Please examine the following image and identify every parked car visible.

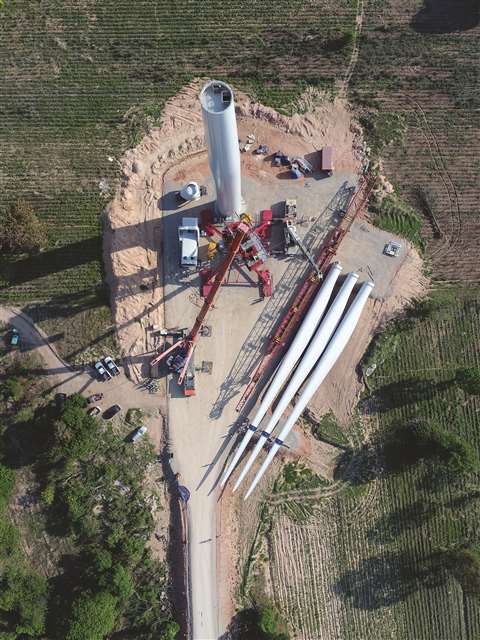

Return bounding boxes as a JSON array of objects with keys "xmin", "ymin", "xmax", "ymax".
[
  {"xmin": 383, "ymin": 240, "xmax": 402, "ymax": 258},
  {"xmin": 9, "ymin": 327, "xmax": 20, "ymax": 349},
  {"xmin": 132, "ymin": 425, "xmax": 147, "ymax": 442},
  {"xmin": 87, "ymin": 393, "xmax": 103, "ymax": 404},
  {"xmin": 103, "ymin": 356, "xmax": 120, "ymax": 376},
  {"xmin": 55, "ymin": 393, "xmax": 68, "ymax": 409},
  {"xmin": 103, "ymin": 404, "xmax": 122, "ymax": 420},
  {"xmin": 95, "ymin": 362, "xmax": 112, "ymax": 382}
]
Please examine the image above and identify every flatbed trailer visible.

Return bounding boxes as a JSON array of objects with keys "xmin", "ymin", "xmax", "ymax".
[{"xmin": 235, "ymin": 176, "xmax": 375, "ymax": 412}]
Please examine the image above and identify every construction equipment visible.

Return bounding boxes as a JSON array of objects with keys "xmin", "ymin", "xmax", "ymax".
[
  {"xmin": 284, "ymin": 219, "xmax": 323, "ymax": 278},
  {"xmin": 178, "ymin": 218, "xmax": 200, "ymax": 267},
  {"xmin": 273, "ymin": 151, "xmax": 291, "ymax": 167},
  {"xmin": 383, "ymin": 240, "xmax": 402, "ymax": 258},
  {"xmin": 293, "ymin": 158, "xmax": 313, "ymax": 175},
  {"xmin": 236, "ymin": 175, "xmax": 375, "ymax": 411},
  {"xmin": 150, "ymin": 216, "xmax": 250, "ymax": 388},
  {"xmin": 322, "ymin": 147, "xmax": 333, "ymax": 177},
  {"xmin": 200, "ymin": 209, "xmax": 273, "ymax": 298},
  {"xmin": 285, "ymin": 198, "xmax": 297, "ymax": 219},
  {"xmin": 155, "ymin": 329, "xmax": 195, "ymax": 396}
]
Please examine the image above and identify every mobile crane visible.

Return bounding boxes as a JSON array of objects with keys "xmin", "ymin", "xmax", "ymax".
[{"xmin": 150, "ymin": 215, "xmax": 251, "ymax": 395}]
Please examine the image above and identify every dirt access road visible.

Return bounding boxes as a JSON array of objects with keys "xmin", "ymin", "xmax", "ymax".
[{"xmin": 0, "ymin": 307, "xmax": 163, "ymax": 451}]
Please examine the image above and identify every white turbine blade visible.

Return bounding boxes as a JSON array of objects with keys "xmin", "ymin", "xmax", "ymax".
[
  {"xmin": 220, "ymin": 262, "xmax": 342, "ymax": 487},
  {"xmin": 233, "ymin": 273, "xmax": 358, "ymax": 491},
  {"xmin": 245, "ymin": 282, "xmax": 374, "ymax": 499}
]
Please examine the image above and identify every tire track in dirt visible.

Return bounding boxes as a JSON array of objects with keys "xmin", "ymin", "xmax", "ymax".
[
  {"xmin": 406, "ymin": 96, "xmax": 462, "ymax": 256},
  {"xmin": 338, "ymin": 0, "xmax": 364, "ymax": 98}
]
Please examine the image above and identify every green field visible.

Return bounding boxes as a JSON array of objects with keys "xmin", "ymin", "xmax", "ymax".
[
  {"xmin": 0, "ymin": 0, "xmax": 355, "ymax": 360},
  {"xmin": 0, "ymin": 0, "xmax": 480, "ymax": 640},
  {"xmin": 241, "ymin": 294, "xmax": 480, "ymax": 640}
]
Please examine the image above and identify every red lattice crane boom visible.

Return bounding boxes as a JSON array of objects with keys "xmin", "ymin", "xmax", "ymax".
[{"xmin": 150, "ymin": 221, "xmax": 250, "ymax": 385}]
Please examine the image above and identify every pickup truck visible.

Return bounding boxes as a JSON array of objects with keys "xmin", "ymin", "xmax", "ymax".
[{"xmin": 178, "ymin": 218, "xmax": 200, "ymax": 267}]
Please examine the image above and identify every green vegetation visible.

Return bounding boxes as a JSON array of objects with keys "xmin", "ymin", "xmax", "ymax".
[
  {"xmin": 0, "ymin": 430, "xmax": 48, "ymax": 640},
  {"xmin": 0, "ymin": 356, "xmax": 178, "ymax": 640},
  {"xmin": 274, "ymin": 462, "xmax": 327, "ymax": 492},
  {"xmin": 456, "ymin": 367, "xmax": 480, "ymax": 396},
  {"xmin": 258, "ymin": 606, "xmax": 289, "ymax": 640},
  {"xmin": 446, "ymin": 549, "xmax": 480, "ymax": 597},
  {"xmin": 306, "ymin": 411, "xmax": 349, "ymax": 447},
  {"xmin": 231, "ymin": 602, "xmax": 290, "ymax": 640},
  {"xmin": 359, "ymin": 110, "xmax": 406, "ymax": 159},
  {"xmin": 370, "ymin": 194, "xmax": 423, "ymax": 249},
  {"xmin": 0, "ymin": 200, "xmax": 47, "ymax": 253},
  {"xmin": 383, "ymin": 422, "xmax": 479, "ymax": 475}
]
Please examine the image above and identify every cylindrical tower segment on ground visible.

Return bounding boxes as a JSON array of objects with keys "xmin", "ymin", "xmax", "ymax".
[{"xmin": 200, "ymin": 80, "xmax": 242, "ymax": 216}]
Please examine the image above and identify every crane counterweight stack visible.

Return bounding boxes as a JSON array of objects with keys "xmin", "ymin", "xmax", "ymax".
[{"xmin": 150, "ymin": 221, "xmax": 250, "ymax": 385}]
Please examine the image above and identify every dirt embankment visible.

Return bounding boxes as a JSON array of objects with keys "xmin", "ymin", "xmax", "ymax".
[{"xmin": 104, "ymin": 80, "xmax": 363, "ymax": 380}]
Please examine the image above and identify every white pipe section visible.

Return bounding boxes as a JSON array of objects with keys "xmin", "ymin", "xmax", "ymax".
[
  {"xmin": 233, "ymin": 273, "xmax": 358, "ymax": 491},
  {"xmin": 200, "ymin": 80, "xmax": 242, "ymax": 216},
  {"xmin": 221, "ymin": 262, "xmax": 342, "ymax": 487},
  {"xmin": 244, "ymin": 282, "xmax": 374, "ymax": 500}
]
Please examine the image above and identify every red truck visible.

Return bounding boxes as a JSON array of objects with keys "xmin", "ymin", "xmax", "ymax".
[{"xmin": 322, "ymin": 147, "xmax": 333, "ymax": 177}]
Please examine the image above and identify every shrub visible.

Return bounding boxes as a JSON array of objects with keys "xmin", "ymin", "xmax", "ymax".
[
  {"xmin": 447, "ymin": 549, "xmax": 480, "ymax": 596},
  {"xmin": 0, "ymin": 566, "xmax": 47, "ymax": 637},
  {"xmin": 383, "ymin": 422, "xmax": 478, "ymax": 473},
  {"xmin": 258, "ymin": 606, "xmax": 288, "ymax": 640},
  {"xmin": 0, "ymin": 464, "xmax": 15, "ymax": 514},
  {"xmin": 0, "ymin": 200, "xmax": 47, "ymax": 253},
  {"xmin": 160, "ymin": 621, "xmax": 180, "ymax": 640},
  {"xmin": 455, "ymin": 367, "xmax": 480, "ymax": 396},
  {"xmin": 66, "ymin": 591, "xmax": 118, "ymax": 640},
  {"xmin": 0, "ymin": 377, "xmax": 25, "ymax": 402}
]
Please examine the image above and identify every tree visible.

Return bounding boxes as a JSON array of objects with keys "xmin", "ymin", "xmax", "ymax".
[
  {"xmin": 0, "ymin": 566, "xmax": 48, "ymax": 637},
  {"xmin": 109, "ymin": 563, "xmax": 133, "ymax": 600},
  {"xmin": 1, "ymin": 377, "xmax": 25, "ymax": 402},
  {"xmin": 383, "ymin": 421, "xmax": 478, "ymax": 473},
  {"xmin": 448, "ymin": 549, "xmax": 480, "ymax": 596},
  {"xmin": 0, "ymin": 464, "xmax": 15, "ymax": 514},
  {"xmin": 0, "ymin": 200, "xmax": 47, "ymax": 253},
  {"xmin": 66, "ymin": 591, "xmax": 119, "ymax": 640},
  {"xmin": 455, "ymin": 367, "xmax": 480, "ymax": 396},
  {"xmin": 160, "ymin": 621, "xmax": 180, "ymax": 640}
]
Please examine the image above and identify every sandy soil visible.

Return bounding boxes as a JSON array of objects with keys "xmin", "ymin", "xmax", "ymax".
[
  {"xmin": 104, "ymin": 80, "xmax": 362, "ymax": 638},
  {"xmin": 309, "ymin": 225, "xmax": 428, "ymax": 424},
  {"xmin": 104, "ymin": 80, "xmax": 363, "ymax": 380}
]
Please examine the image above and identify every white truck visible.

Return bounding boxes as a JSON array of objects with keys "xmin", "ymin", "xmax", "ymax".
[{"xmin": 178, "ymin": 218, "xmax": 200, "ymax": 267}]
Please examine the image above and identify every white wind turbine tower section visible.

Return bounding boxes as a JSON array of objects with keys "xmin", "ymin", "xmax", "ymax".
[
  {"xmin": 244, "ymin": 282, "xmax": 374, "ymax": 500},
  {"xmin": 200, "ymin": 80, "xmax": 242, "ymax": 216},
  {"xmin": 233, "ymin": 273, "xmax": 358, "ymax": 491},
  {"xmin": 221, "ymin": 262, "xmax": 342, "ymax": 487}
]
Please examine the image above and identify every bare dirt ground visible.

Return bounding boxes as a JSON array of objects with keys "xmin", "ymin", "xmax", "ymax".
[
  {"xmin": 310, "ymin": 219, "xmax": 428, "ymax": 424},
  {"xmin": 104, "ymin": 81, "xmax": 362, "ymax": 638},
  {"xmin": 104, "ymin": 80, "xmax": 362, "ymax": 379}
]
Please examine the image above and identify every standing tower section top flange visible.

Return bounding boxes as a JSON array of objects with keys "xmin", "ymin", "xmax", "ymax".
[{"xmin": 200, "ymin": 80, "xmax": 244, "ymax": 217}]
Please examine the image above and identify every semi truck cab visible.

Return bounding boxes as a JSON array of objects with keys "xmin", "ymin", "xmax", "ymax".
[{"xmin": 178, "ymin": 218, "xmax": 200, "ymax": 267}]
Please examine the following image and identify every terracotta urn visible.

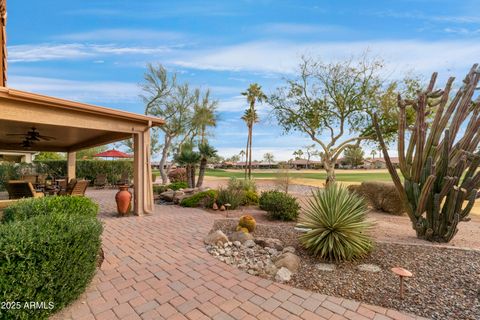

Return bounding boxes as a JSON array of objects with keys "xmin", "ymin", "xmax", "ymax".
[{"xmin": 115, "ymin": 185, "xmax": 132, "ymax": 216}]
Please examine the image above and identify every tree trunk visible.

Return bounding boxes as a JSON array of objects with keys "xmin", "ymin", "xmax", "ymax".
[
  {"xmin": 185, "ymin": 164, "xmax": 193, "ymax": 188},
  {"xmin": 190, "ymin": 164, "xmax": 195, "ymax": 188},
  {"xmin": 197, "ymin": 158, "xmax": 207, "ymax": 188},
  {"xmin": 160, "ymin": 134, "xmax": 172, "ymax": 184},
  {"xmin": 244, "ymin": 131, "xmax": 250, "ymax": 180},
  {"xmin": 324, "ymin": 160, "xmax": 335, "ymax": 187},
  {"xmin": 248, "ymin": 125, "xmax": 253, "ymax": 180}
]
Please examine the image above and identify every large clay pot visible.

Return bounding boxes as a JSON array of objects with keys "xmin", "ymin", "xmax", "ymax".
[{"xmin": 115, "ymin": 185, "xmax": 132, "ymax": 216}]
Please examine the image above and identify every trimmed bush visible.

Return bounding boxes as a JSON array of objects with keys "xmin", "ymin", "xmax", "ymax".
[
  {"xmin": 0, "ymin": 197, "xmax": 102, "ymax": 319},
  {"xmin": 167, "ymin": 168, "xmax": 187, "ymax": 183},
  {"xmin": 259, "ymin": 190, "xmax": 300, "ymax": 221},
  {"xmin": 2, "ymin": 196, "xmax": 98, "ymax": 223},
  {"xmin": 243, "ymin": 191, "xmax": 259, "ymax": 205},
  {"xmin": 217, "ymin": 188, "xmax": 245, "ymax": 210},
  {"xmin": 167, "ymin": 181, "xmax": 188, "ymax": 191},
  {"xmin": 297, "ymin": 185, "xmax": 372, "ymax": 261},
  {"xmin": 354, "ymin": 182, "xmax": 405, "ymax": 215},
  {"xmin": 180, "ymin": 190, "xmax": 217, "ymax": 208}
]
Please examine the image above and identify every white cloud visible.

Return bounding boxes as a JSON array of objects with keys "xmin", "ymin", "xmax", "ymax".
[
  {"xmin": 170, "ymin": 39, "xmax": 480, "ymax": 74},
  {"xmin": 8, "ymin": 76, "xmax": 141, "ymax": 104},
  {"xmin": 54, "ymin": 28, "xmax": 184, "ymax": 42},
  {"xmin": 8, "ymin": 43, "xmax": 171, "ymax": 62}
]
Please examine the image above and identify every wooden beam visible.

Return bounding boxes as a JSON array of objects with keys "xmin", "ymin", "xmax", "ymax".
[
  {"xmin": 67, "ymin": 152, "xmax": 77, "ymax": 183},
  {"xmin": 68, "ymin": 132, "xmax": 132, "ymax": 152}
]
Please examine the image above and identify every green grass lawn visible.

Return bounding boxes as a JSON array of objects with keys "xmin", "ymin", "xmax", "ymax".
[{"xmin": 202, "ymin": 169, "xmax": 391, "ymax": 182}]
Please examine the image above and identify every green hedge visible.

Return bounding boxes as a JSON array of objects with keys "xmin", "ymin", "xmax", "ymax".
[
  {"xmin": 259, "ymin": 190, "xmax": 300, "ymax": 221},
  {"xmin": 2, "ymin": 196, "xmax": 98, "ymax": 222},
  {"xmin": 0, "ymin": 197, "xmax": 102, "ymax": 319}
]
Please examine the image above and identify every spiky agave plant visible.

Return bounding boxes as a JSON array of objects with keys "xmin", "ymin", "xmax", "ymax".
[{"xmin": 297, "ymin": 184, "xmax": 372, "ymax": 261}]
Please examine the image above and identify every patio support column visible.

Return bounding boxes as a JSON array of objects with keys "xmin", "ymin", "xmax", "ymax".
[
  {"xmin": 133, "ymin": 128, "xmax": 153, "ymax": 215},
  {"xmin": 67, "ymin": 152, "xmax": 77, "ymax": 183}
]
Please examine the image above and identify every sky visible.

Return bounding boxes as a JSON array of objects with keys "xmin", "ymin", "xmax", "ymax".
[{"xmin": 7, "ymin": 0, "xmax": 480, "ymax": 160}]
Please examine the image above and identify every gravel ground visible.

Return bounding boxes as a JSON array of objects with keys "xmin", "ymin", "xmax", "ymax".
------------------------------------
Task brief:
Which lines of the data above contain the string "tree"? Collect every such line, treating case as significant.

Response to the task:
Please examine the image above and identify every tree visible.
Please examine the image above and identify every tree trunk visible.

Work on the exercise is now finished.